WHAT YOU HAVE TO DO
Could you restate word for word only the lines below from the one holding "Target: controller joystick" to the one holding "x=181, y=101", inclusive, and leave out the pictures?

GIVEN DATA
++++++

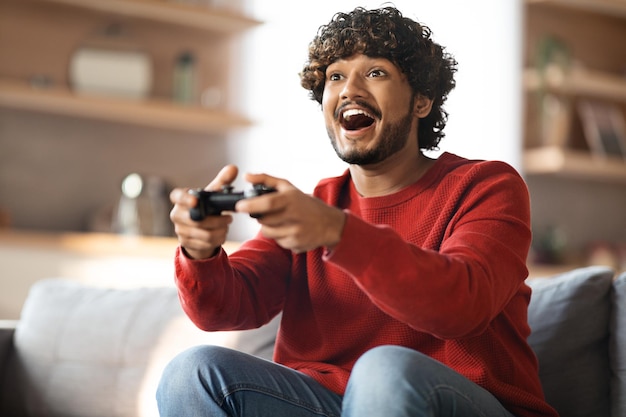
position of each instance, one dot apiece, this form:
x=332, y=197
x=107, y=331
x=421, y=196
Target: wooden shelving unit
x=168, y=12
x=593, y=30
x=553, y=160
x=191, y=26
x=151, y=113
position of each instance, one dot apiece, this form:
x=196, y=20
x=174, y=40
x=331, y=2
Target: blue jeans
x=389, y=381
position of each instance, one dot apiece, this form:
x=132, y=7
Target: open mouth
x=355, y=119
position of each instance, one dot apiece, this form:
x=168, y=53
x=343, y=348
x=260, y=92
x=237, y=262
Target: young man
x=400, y=282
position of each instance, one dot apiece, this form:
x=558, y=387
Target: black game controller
x=212, y=203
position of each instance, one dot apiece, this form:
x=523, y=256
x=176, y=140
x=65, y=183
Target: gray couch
x=85, y=351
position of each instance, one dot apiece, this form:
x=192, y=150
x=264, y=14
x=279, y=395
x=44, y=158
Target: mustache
x=370, y=109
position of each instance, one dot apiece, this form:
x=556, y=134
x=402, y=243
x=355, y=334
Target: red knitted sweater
x=438, y=267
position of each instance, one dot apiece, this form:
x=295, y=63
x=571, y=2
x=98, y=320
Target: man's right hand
x=201, y=239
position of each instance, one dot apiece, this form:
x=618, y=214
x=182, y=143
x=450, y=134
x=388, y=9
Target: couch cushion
x=569, y=315
x=87, y=351
x=617, y=347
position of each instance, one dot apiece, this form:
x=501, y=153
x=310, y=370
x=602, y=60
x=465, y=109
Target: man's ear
x=422, y=106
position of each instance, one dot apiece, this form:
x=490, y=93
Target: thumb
x=226, y=176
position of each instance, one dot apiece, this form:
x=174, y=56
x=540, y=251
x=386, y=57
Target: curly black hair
x=386, y=33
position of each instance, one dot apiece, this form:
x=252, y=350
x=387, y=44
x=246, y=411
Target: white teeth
x=353, y=112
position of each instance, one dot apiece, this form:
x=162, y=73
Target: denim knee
x=186, y=371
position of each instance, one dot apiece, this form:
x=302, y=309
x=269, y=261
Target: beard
x=393, y=140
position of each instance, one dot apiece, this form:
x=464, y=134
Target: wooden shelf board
x=169, y=12
x=608, y=7
x=96, y=244
x=580, y=82
x=553, y=160
x=148, y=113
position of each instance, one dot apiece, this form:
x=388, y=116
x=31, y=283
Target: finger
x=226, y=176
x=268, y=181
x=181, y=196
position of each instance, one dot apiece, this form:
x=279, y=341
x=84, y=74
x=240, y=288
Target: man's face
x=368, y=109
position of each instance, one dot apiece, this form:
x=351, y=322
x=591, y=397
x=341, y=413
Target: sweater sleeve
x=242, y=291
x=457, y=289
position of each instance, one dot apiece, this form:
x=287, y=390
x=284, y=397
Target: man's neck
x=391, y=175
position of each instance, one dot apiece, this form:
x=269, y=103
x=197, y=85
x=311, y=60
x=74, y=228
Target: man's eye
x=334, y=77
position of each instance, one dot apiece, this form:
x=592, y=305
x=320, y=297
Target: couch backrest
x=87, y=351
x=573, y=322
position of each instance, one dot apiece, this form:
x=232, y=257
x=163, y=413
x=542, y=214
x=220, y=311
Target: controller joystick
x=213, y=203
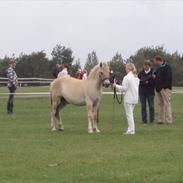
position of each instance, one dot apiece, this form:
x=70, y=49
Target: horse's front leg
x=90, y=116
x=96, y=116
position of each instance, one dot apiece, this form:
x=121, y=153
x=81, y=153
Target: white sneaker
x=129, y=133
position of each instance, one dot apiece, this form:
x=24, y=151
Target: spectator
x=163, y=88
x=146, y=91
x=112, y=77
x=85, y=75
x=80, y=74
x=65, y=71
x=57, y=69
x=129, y=88
x=12, y=85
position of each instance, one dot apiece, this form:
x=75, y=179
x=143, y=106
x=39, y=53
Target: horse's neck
x=96, y=82
x=95, y=79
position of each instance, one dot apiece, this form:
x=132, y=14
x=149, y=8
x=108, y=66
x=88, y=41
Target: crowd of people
x=143, y=86
x=64, y=70
x=134, y=86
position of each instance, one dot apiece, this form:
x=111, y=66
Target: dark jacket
x=163, y=77
x=147, y=83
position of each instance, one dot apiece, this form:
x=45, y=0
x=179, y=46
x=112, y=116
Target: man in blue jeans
x=12, y=85
x=147, y=91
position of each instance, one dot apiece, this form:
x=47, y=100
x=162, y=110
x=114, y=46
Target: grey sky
x=105, y=26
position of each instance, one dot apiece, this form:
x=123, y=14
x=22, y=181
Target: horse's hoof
x=53, y=129
x=97, y=131
x=90, y=131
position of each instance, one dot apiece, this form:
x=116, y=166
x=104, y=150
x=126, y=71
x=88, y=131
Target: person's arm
x=10, y=76
x=123, y=88
x=168, y=77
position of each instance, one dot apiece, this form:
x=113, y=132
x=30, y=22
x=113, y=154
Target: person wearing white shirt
x=85, y=75
x=64, y=72
x=130, y=90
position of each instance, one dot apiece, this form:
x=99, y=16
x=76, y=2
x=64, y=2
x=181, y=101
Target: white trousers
x=129, y=108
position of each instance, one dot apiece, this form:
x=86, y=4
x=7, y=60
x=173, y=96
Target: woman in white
x=64, y=72
x=85, y=75
x=129, y=88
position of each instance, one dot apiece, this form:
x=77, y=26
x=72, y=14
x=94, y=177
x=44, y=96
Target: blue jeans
x=11, y=99
x=144, y=99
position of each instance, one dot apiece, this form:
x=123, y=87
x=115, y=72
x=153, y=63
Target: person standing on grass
x=65, y=71
x=57, y=69
x=130, y=89
x=12, y=85
x=146, y=91
x=164, y=90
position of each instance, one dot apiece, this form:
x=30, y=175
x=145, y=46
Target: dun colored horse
x=68, y=90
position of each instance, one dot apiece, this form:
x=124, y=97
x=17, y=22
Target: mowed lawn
x=31, y=153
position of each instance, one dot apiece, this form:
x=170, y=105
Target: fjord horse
x=68, y=90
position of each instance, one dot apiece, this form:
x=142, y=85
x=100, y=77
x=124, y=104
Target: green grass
x=31, y=153
x=27, y=89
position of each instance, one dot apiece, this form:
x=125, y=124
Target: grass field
x=31, y=153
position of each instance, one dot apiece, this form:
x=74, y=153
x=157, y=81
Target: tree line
x=37, y=64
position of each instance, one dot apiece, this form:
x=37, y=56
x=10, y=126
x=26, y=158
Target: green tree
x=62, y=55
x=117, y=65
x=91, y=61
x=33, y=65
x=75, y=67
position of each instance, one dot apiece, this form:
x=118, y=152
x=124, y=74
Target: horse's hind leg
x=95, y=114
x=61, y=105
x=53, y=115
x=90, y=116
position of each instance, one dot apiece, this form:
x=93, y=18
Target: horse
x=68, y=90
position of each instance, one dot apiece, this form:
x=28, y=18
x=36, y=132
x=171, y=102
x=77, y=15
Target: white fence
x=28, y=81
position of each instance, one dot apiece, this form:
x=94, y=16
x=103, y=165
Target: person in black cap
x=12, y=85
x=164, y=90
x=147, y=91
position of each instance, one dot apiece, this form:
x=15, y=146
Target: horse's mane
x=93, y=73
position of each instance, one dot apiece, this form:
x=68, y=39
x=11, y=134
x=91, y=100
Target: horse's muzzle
x=106, y=83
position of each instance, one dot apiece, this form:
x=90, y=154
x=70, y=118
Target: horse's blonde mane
x=93, y=73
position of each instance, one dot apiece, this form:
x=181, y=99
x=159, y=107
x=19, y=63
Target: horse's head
x=104, y=74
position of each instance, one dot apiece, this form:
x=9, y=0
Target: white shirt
x=84, y=76
x=64, y=72
x=130, y=88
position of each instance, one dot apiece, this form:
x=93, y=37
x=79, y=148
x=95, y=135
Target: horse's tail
x=51, y=100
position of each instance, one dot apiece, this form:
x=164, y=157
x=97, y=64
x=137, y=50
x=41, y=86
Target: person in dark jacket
x=57, y=69
x=163, y=88
x=146, y=91
x=12, y=85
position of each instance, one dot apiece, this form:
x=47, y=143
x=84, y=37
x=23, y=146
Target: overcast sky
x=103, y=26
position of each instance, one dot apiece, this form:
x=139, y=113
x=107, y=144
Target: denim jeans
x=144, y=99
x=11, y=99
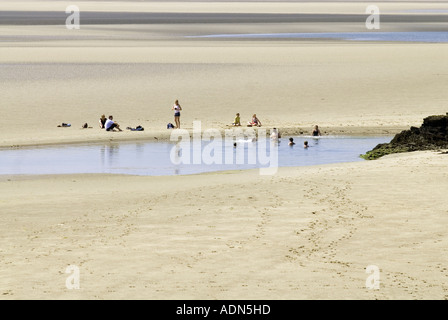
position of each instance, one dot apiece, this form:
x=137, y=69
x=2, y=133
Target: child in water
x=291, y=142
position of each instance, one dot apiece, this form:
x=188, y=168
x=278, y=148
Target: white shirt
x=108, y=124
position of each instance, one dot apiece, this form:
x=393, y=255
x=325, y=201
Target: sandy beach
x=304, y=233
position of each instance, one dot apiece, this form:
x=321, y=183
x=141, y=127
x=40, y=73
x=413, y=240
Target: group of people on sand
x=108, y=123
x=255, y=122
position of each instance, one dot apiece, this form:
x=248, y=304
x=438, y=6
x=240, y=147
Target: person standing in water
x=177, y=108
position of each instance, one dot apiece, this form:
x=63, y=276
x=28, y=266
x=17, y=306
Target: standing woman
x=177, y=109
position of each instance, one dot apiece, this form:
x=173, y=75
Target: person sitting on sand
x=102, y=121
x=110, y=125
x=255, y=122
x=291, y=142
x=237, y=121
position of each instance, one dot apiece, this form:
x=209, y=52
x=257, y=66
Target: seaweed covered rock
x=432, y=135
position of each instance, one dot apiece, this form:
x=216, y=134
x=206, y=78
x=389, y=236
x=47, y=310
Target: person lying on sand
x=110, y=125
x=255, y=122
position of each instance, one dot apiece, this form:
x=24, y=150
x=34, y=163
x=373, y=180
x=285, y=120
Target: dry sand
x=303, y=233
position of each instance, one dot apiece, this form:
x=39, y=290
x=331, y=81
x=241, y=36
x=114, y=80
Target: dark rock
x=432, y=135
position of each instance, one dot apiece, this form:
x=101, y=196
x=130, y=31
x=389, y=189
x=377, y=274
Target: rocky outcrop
x=432, y=135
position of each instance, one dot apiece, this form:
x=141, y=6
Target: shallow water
x=428, y=37
x=153, y=158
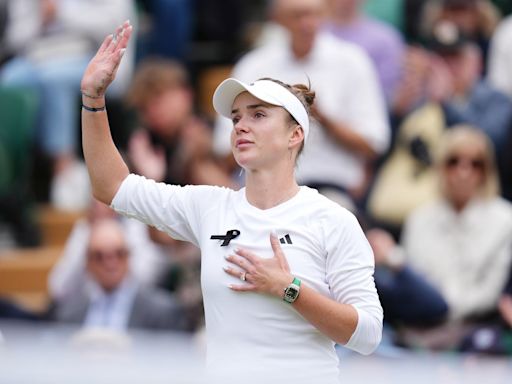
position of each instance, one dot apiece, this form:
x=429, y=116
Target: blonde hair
x=464, y=136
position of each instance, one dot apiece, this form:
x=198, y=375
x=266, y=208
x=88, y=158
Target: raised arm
x=107, y=169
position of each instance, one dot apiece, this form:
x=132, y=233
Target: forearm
x=106, y=167
x=335, y=320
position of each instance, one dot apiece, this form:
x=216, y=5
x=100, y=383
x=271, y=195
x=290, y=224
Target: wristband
x=91, y=109
x=91, y=96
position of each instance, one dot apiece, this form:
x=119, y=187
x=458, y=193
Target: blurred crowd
x=411, y=131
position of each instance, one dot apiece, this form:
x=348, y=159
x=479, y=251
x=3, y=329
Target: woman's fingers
x=105, y=43
x=242, y=262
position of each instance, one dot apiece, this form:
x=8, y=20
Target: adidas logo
x=285, y=239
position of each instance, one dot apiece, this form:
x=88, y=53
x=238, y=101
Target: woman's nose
x=240, y=126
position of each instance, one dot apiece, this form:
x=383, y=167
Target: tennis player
x=286, y=273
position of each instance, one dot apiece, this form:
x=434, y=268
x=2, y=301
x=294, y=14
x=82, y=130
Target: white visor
x=266, y=90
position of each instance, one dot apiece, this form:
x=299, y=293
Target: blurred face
x=107, y=256
x=346, y=7
x=302, y=18
x=463, y=174
x=465, y=17
x=261, y=133
x=166, y=112
x=465, y=68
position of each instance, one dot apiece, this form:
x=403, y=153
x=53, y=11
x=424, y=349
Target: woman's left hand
x=270, y=276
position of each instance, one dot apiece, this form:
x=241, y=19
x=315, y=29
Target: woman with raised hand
x=286, y=273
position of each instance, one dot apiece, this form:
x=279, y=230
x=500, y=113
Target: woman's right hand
x=102, y=68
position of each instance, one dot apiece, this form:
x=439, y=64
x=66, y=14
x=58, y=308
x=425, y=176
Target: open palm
x=102, y=68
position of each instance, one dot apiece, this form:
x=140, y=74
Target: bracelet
x=91, y=96
x=91, y=109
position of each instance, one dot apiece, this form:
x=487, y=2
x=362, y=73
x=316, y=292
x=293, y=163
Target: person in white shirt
x=461, y=242
x=112, y=298
x=286, y=272
x=350, y=126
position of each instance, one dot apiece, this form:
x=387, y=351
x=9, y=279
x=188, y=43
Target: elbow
x=370, y=346
x=367, y=335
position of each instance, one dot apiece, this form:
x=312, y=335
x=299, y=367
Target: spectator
x=351, y=127
x=113, y=299
x=148, y=261
x=382, y=42
x=476, y=19
x=174, y=144
x=406, y=296
x=461, y=242
x=500, y=57
x=52, y=42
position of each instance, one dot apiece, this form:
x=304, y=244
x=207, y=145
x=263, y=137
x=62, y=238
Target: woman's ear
x=297, y=137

++++++

WRITTEN SOLUTION
Target: controller joystick
x=213, y=203
position of each instance, one dot apiece, this form:
x=70, y=49
Target: horse's front leg
x=90, y=116
x=96, y=116
position of each instance, one dot apiece, this form:
x=121, y=153
x=81, y=153
Target: white sneaker
x=129, y=133
position of each instance, one dot apiece, this form:
x=24, y=151
Target: spectator
x=163, y=88
x=146, y=91
x=112, y=77
x=85, y=75
x=80, y=74
x=65, y=71
x=57, y=69
x=129, y=88
x=12, y=85
position of each instance, one dot apiece, this form:
x=75, y=179
x=143, y=106
x=39, y=53
Target: horse's neck
x=96, y=82
x=95, y=79
position of each instance, one dot apiece, this form:
x=132, y=14
x=149, y=8
x=108, y=66
x=88, y=41
Target: crowd of people
x=143, y=86
x=64, y=70
x=134, y=86
position of each instance, one dot apiece, this form:
x=111, y=66
Target: dark jacket
x=163, y=77
x=147, y=83
position of each instance, one dot apiece, this form:
x=45, y=0
x=179, y=46
x=112, y=116
Target: man in blue jeans
x=12, y=85
x=147, y=91
position of each instance, one dot apiece, this form:
x=47, y=100
x=162, y=110
x=114, y=46
Target: grey sky
x=105, y=26
position of each instance, one dot apiece, this form:
x=123, y=14
x=22, y=181
Target: horse's hoof
x=53, y=129
x=97, y=131
x=90, y=131
position of each instance, one dot apiece, this form:
x=116, y=166
x=104, y=150
x=126, y=71
x=88, y=131
Target: person's arm
x=10, y=76
x=123, y=88
x=168, y=77
position of each instance, one dot apiece, this form:
x=113, y=132
x=30, y=22
x=113, y=154
Target: person wearing white shirt
x=85, y=75
x=64, y=72
x=130, y=90
position of each instance, one dot apiece, this form:
x=99, y=16
x=76, y=2
x=64, y=2
x=181, y=101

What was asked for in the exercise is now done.